Problem details:
Set down verbatim the passage of the award amendment recitals below, starting at "WHEREAS, the Holder" and ending at "as provided herein.".

Extract:

※

WHEREAS, the Holder and the Company entered into that certain Restricted Stock Unit Award and Phantom PIK Award Notice (the “[DATE] Award Notice”) and Restricted Stock Unit Award and Phantom PIK Award Agreement (the “[DATE] Award Agreement”), dated as of [DATE] (the [DATE] Award Notice and the [DATE] Award Agreement, collectively, the “Notice and Award Agreement”) under the Stripes US Holding, Inc. 2019 Omnibus Incentive Plan (the “Plan”). Capitalized terms used, but not defined herein, shall have the meaning set forth in the Notice and Award Agreement; and
WHEREAS, the parties hereto now wish to amend the Notice and Award Agreement as provided herein.

※

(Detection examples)
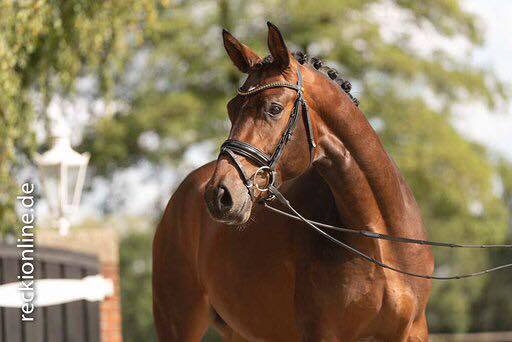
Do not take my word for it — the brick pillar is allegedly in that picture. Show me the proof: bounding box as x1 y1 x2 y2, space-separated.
36 228 123 342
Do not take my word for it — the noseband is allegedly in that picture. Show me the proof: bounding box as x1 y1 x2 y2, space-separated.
220 67 316 195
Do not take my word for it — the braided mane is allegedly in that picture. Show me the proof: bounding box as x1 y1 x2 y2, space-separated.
256 51 359 106
292 51 359 106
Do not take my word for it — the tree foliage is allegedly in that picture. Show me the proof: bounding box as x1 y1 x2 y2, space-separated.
0 0 160 232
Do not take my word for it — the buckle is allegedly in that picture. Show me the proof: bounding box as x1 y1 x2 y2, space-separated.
251 165 275 192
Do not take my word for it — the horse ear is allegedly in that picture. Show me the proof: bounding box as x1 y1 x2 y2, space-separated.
222 30 261 73
267 21 290 69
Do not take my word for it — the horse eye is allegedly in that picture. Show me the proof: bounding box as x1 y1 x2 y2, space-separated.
268 103 283 115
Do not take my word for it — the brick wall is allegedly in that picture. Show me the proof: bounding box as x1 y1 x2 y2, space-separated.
36 228 123 342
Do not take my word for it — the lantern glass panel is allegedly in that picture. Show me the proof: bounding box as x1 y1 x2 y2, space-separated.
66 165 80 206
41 165 61 214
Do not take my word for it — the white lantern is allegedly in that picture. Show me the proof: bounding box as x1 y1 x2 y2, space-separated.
35 124 89 235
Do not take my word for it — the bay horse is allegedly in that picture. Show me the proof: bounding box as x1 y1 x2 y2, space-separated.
153 23 434 341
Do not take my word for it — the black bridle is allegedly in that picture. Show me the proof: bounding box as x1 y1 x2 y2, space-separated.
216 67 512 280
220 67 316 197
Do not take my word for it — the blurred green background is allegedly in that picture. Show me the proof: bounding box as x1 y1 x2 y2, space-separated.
0 0 512 341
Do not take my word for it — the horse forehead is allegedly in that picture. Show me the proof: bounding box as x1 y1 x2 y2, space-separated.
242 66 285 89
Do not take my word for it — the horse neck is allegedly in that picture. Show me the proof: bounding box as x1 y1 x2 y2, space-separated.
308 76 421 233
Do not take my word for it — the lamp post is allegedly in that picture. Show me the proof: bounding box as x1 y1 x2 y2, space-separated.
35 122 90 235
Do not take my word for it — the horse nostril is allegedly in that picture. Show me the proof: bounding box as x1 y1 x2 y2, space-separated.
217 185 233 210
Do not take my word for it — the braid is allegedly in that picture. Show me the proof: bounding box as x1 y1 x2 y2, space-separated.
293 51 359 106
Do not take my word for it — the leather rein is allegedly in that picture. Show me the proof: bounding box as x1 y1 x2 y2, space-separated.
220 67 512 280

※

Task solution:
WHEREAS, the Holder and the Company entered into that certain Restricted Stock Unit Award and Phantom PIK Award Notice (the “[DATE] Award Notice”) and Restricted Stock Unit Award and Phantom PIK Award Agreement (the “[DATE] Award Agreement”), dated as of [DATE] (the [DATE] Award Notice and the [DATE] Award Agreement, collectively, the “Notice and Award Agreement”) under the Stripes US Holding, Inc. 2019 Omnibus Incentive Plan (the “Plan”). Capitalized terms used, but not defined herein, shall have the meaning set forth in the Notice and Award Agreement; and
WHEREAS, the parties hereto now wish to amend the Notice and Award Agreement as provided herein.